## ABOUT THIS EXERCISE
Will you return, word for word, only the lines from the top of the data below down to and including the one with "box: [787, 26, 960, 89]"?

Saved data entries
--------

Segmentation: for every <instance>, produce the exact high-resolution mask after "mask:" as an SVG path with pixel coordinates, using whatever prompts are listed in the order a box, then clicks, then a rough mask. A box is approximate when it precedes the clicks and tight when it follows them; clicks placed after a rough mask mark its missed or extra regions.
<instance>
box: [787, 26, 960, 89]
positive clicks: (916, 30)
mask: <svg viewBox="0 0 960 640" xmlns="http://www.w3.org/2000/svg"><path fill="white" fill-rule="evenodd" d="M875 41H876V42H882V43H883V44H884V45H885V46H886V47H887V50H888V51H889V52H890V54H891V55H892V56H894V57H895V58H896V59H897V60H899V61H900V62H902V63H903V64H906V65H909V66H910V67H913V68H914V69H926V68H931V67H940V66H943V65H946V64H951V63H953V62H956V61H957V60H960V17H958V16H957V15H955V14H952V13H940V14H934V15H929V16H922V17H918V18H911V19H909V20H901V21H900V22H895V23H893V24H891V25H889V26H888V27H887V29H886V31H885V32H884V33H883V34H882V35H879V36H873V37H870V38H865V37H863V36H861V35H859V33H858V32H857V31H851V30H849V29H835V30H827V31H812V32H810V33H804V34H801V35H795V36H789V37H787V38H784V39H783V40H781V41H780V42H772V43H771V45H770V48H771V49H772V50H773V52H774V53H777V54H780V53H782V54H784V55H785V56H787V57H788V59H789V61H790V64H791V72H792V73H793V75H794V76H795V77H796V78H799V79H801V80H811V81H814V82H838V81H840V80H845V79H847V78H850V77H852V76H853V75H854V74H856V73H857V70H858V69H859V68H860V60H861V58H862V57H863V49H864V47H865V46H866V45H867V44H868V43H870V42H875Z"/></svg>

--------

## SOLUTION FOR THIS TASK
Segmentation: for every <instance>, produce the exact high-resolution mask after "mask:" as an SVG path with pixel coordinates, using whatever prompts are listed in the order a box, then clicks, then a rough mask. A box is approximate when it precedes the clicks and tight when it follows them; clicks placed after a rough mask mark its missed or extra regions.
<instance>
box: [787, 26, 960, 89]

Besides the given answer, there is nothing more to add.